RECORDS SUPPLIED —
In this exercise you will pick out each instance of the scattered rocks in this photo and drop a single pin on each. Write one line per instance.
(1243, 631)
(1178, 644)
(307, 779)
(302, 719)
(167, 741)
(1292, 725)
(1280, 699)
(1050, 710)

TASK —
Rewrite the records above, replacing "scattered rocks" with "loose stones" and keeping every other part identical.

RESPONSE FOR THIS EXERCISE —
In this exercise you will pick out each instance of the loose stones in this photo and drop a single pin on each. Write one line per instance.
(1243, 631)
(1178, 644)
(307, 779)
(302, 719)
(167, 741)
(1292, 725)
(1280, 699)
(1050, 710)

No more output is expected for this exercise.